DATA ENTRIES —
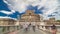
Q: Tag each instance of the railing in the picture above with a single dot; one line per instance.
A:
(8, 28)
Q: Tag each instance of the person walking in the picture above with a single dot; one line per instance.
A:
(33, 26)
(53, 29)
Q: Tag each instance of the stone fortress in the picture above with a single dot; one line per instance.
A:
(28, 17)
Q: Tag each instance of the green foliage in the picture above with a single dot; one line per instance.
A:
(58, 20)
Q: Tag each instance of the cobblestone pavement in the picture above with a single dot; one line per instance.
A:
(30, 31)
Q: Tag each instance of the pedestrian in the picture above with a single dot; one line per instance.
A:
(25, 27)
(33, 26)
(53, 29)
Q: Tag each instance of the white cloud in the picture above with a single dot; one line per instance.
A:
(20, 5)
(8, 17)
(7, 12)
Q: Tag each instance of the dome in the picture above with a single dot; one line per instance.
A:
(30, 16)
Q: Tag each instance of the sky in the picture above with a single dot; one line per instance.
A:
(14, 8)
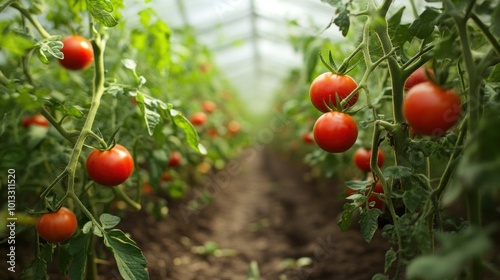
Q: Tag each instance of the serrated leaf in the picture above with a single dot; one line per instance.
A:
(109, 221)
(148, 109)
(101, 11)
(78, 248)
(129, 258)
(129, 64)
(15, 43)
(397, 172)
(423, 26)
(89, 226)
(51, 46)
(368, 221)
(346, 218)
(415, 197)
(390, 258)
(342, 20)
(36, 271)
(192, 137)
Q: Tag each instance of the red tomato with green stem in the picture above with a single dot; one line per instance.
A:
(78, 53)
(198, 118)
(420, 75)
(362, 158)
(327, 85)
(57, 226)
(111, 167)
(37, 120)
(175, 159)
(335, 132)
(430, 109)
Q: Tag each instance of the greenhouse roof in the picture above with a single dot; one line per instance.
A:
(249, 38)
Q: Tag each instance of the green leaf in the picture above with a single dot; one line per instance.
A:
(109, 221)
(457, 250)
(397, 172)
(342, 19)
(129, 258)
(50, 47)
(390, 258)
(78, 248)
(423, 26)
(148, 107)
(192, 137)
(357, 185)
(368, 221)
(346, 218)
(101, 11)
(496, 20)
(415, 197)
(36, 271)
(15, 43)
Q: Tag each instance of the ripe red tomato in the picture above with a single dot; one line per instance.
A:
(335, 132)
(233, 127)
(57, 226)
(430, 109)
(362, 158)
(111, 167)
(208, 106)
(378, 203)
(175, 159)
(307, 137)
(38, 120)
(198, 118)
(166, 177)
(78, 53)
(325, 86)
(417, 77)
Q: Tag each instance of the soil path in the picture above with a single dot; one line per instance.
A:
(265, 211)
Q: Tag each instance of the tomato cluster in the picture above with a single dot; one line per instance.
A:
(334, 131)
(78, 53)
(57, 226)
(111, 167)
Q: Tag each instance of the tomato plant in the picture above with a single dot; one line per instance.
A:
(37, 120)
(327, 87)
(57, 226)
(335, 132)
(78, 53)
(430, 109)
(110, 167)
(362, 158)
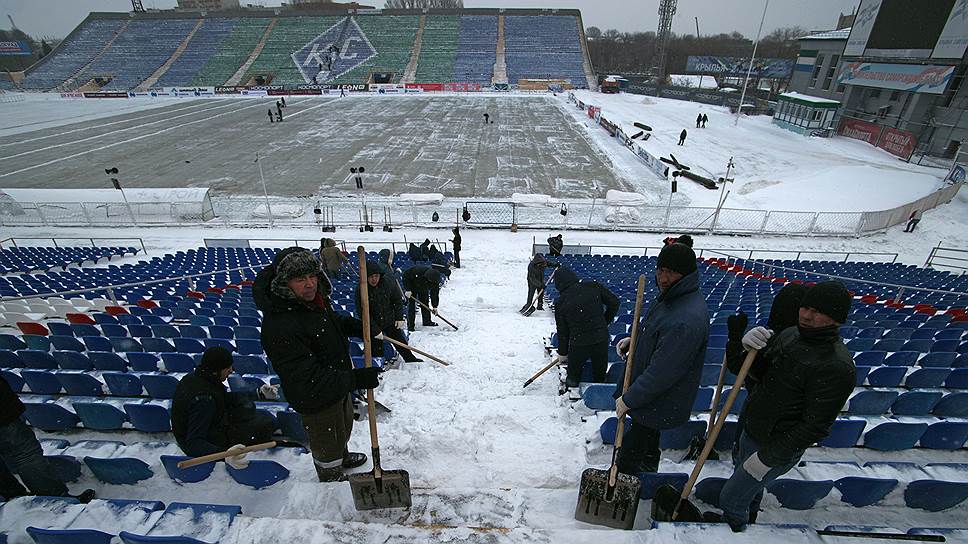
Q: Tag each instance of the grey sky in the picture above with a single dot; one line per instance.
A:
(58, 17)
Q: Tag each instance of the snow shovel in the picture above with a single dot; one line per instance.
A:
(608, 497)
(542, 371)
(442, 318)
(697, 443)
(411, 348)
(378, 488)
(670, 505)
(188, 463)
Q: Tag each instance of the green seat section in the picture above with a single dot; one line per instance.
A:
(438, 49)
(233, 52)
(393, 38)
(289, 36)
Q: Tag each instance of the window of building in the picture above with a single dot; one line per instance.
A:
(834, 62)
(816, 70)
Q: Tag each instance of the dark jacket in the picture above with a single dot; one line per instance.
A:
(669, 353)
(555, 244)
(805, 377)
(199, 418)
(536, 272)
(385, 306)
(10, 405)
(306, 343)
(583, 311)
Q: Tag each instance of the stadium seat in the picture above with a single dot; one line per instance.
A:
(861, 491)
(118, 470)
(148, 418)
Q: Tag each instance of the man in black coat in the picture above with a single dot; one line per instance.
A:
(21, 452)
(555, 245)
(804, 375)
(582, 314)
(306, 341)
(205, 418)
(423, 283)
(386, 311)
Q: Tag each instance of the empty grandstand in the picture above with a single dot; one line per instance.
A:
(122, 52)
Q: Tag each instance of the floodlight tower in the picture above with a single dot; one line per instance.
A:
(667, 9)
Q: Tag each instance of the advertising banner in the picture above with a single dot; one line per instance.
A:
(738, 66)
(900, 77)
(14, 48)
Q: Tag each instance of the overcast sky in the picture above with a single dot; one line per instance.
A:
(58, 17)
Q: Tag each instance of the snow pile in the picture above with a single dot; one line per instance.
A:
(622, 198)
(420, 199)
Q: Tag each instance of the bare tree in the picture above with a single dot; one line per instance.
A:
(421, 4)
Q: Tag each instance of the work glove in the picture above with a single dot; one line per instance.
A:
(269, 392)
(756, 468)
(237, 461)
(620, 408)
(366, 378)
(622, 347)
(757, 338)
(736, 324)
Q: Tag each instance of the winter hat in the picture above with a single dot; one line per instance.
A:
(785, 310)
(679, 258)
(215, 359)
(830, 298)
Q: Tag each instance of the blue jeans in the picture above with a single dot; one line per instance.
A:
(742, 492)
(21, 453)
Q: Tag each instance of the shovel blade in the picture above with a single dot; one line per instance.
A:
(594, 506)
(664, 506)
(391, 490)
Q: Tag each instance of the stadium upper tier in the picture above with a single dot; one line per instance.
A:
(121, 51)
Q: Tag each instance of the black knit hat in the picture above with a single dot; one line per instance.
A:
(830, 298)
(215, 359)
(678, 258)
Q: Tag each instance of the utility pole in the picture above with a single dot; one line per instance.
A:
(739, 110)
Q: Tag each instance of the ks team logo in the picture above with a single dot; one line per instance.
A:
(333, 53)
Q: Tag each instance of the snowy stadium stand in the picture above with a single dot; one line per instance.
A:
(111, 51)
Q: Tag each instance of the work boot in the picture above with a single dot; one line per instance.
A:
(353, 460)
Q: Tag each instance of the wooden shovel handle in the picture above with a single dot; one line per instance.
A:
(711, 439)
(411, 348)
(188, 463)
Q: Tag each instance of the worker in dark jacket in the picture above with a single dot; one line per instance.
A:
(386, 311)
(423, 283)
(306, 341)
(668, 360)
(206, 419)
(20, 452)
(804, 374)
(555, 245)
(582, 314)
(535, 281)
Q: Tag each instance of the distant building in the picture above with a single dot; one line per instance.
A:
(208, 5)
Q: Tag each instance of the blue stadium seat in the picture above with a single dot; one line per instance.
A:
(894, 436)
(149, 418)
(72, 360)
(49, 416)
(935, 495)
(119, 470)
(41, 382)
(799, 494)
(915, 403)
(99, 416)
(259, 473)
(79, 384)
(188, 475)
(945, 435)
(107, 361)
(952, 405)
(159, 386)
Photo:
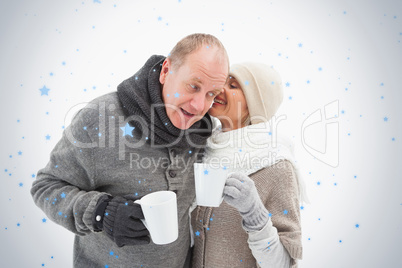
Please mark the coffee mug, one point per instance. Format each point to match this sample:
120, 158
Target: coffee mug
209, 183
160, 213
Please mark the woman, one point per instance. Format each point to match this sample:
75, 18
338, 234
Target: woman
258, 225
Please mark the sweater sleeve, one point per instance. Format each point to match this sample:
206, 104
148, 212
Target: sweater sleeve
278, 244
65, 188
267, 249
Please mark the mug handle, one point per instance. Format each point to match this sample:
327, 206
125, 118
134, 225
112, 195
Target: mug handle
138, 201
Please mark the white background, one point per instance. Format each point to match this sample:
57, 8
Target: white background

STATED PROBLEM — Copy the rows from the line with "Q: Tag each instance of the work boot" through the last row, switching "coffee mug" to "teacup" and leaving everything else unchanged. Omit the pictures from your copy.

RESPONSE TO THIS EXERCISE —
Q: Tag each instance of the work boot in the picture above with a single dot; one line per instance.
A:
(353, 460)
Q: Tag each instance of the wooden shovel handle in the picture above with a single dot; one line per instance.
A:
(711, 439)
(411, 348)
(188, 463)
Q: Tag each instance of the worker in dark jacket in the picture above with a single dot; one line per instance.
A:
(386, 311)
(423, 283)
(306, 341)
(668, 360)
(206, 419)
(20, 452)
(804, 374)
(555, 245)
(582, 314)
(535, 281)
Q: Tag each instance of the distant building in the picture above with a single dot; one line per instance.
A:
(208, 5)
Q: Tag each instance of the blue stadium seat in the picture above with a single dot; one line per instance.
A:
(894, 436)
(149, 418)
(72, 360)
(49, 416)
(935, 495)
(119, 470)
(41, 382)
(799, 494)
(915, 403)
(99, 416)
(259, 473)
(79, 384)
(188, 475)
(945, 435)
(107, 361)
(952, 405)
(159, 386)
Photo:
Please mark the teacup, one point per instance. Format each point to match this sample:
120, 158
Target: teacup
209, 183
160, 213
Please mark the woman, one point per instance. Format each point to match this sample:
75, 18
338, 234
Target: woman
258, 225
Please mark the sweater sleeve, one point per instance. Format each point to match this sample:
206, 104
148, 212
Target: sweater sleeve
278, 244
65, 188
267, 249
Please mark the mug handle, one point per instance. Format each point to match this sample:
327, 206
125, 118
134, 225
112, 195
Target: mug handle
138, 201
Please mark the white background, one point per instance. Format each point to match this sample:
57, 8
Target: white background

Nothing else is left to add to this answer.